Task requirements:
A - Duplicate the passage from the telemetry subscription excerpt word for word, beginning at the words "Telemetry subscription receivers" and stopping after "should report Connected.".
B - Write the next part of the excerpt on verifying the IOS XE telemetry subscription, picking up after its final sentence.

Step 3. Verify the configured subscription using the following telemetry IOS XE CLIs

c9300# sh telemetry ietf subscription all


Telemetry subscription brief

ID               Type        State       Filter type
-----------------------------------------------------
101              Configured  Valid       xpath

c9300# sh telemetry ietf subscription 101 detail

Telemetry subscription detail:

Subscription ID: 101
Type: Configured
State: Valid
Stream: yang-push
Filter:
Filter type: xpath
XPath: /process-cpu-ios-xe-oper:cpu-usage/cpu-utilization/five-seconds
Update policy:
Update Trigger: periodic
Period: 500
Encoding: encode-kvgpb
Source VRF:
Source Address: 10.1.1.5
Notes:

Receivers:
Address          Port             Protocol         Protocol Profil
------------------------------------------------------------------
10.1.1.3         57500            grpc-tcp

c9300# sh telemetry ietf subscription 101 receiver

Telemetry subscription receivers detail:

Subscription ID: 101
Address: 10.1.1.3
Port: 57500
Protocol: grpc-tcp
Profile:
State: Connected
Explanation:

The State should report Connected.

If that state does not show Connected, for example, if it is the "Connecting " state, then simple remove and re-add the telemetry configuration before continuing with the next steps and troubleshooting:

conf t
no telemetry ietf subscription 101
telemetry ietf subscription 101
encoding encode-kvgpb
filter xpath /process-cpu-ios-xe-oper:cpu-usage/cpu-utilization/five-seconds
source-address 10.1.1.5
stream yang-push
update-policy periodic 500
receiver ip address 10.1.1.3 57500 protocol grpc-tcp

Note: If the state does not show "Connected" then ensure the Docker container with the Telegraf receiver is running correctly. Follow the next steps to confirm status of each component.

Data provided:
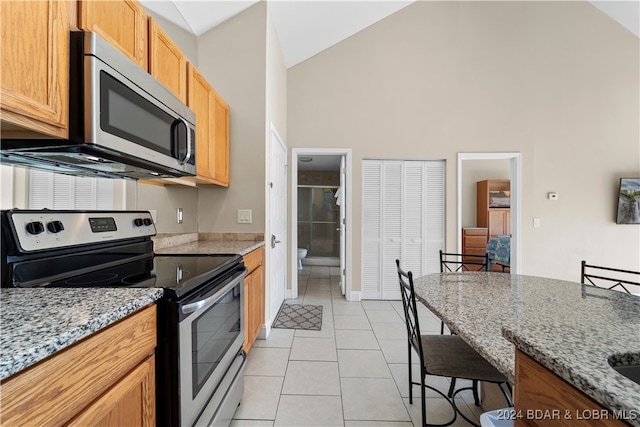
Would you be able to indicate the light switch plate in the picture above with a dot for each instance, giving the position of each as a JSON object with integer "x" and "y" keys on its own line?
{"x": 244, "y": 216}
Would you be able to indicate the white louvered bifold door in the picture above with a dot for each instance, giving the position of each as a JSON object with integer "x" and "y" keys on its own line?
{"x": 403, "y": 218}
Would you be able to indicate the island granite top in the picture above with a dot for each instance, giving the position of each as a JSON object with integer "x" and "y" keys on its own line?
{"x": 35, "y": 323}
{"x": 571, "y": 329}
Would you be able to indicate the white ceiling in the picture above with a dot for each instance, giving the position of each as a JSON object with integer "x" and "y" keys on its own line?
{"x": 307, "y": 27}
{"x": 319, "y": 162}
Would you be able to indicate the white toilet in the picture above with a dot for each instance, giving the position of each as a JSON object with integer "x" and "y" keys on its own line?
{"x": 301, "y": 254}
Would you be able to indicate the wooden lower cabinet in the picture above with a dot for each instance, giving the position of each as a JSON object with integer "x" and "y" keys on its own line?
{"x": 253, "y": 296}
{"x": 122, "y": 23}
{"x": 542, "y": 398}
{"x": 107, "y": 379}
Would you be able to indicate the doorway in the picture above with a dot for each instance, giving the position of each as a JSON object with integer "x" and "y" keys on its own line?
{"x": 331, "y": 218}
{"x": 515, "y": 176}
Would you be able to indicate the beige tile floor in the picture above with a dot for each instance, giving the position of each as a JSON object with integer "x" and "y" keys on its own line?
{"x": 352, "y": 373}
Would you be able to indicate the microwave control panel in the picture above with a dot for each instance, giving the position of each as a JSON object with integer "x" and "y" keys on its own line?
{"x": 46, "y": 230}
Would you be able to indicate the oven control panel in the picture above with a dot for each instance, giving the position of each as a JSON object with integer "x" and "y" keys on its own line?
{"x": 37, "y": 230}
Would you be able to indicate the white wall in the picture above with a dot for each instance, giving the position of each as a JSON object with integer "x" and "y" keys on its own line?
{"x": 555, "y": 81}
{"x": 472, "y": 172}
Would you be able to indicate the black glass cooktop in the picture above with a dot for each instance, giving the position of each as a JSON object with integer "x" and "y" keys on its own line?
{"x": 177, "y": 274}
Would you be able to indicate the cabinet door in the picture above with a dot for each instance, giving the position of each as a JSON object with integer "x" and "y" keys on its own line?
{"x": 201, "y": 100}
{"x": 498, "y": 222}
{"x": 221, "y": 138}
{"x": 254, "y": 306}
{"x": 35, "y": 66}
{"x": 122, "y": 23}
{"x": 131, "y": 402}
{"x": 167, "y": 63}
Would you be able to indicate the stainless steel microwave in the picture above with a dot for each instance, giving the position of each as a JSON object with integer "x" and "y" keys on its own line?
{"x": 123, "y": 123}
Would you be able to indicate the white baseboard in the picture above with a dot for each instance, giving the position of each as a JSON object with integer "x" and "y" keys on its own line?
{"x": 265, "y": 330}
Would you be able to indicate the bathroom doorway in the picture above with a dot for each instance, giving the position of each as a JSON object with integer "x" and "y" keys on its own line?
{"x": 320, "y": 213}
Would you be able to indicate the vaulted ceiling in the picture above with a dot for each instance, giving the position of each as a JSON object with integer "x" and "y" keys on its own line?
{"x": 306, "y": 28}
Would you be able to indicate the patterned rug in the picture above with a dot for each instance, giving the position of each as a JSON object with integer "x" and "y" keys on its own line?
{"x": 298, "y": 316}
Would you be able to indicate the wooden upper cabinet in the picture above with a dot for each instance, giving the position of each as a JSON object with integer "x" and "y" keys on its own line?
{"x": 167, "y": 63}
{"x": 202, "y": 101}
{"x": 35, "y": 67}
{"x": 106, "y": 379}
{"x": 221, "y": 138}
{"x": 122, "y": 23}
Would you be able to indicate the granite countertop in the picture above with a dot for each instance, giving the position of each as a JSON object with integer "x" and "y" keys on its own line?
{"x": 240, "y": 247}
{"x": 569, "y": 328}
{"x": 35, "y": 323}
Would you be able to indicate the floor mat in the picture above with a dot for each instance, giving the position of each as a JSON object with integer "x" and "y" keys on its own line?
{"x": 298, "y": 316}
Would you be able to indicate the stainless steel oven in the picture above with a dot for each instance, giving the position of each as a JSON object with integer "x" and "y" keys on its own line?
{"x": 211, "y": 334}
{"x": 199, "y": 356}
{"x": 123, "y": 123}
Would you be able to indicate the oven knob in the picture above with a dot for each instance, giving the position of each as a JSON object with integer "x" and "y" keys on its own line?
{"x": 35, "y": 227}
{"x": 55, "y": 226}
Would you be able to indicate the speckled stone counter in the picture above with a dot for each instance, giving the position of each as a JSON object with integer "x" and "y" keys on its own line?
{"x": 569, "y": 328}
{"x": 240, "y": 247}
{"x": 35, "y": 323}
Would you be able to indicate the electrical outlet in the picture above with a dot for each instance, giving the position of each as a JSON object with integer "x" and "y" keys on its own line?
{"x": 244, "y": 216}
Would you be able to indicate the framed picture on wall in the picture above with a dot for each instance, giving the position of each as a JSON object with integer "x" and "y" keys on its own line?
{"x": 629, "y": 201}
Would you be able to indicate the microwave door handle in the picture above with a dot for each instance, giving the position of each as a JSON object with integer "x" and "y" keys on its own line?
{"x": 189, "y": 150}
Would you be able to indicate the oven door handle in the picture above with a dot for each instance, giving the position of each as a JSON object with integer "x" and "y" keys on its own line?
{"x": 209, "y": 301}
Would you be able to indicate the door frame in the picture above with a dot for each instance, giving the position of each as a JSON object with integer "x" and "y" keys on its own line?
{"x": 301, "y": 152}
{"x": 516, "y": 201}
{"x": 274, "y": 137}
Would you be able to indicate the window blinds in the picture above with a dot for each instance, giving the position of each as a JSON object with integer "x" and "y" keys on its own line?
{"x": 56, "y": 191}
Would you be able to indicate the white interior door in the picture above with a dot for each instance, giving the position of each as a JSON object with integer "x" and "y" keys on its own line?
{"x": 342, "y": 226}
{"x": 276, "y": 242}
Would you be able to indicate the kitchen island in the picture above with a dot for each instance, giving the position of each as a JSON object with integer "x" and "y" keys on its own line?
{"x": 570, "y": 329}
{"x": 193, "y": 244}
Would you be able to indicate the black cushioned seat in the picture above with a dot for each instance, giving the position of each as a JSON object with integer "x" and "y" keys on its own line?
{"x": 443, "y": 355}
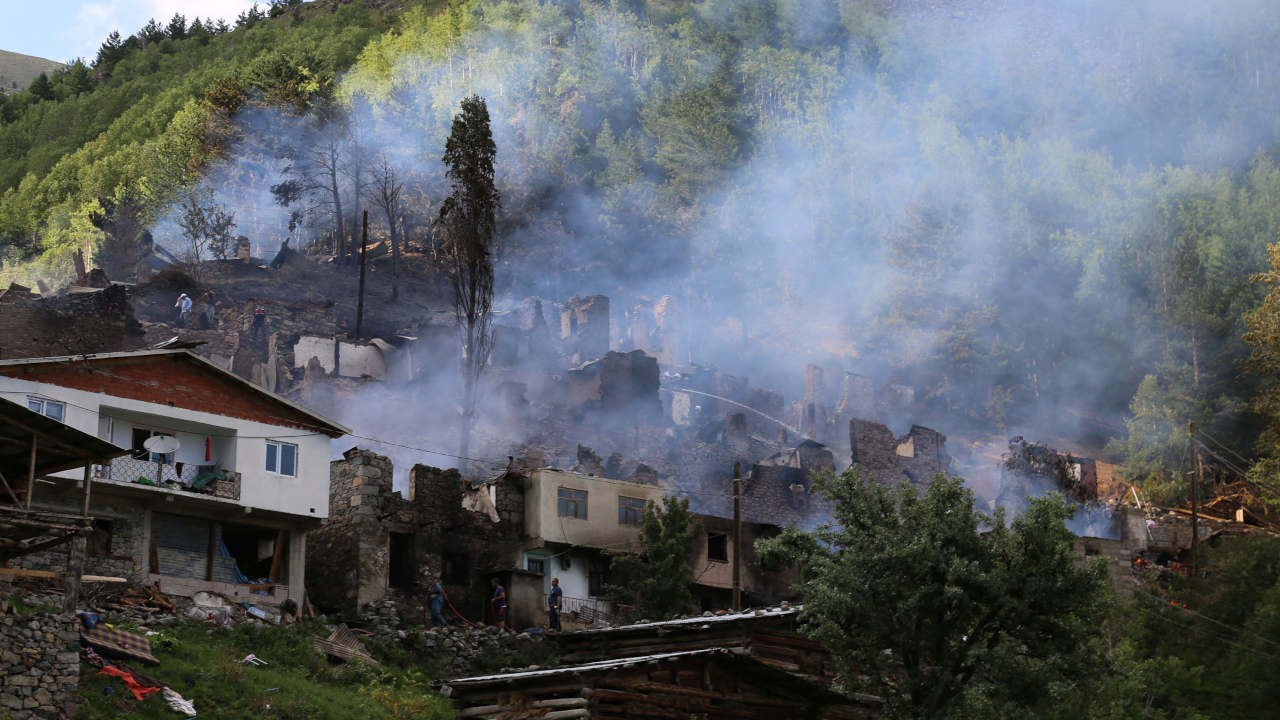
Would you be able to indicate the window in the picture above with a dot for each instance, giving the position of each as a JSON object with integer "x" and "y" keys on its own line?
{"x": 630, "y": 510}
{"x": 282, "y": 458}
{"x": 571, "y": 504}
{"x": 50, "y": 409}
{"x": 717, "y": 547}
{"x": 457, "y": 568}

...

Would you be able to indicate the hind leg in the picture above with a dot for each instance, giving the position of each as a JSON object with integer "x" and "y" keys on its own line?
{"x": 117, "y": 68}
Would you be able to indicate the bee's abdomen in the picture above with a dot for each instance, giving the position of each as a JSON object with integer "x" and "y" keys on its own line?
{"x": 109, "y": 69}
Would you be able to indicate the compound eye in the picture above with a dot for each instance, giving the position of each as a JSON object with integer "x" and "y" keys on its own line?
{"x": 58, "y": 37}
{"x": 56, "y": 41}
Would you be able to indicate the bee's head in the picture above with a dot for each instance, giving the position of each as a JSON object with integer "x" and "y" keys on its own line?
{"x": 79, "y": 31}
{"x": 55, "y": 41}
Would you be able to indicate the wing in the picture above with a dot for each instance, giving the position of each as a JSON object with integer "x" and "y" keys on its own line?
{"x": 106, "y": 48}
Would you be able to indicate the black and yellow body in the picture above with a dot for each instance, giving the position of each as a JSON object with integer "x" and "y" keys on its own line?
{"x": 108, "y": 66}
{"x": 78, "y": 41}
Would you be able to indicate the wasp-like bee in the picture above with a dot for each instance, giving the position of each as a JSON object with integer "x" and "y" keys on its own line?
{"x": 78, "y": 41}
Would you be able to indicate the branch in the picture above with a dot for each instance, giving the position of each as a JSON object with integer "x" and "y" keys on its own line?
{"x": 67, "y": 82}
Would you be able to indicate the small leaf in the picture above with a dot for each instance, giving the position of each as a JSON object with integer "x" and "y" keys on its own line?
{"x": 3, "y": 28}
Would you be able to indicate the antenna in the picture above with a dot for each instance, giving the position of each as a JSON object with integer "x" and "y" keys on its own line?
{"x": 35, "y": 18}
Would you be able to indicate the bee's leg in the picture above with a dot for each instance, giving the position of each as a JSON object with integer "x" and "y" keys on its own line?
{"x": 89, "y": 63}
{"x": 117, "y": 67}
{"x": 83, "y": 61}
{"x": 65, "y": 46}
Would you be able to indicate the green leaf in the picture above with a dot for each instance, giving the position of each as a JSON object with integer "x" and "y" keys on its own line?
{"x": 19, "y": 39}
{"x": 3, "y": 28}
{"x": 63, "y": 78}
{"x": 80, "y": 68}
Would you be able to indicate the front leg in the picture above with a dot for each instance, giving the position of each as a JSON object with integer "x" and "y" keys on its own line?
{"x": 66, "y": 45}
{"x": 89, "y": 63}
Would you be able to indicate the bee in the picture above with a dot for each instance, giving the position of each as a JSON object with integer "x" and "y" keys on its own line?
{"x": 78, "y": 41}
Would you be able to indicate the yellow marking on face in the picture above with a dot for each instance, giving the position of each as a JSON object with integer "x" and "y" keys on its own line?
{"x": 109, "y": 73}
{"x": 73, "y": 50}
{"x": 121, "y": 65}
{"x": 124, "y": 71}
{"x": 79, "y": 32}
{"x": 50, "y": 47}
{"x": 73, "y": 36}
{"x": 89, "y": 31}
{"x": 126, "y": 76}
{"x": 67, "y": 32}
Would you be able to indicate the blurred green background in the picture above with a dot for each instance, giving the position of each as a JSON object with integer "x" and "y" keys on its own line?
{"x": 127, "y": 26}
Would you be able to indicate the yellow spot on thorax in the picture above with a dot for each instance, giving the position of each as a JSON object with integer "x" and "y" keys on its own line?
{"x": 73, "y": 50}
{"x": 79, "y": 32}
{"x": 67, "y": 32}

Answers given:
A -
Telemetry subscription receivers detail:

Subscription ID: 101
Address: 10.1.1.3
Port: 57500
Protocol: grpc-tcp
Profile:
State: Connected
Explanation:

The State should report Connected.

B -
Telegraf, Influx, Grafana (TIG)

Telegraf is the tool that receives and decodes the telemetry data that is sent from the IOS XE devices. It processes the data and sends it into the InfluxDB datastore, where Grafana can access it in order to create visualizations.

Telegraf runs inside the "tig_mdt" Docker container. To connect to this container from the Ubuntu host follow the steps below:

auto@automation:~$ docker ps

auto@automation:~$ docker exec -it tig_mdt /bin/bash

 <You are now within the Docker container>

# cd /root/telegraf
# ls

There is one file for each telemetry interface: NETCONF, gRPC, and gNMI. Review each file to understand which. YANG data is being collected by which interface.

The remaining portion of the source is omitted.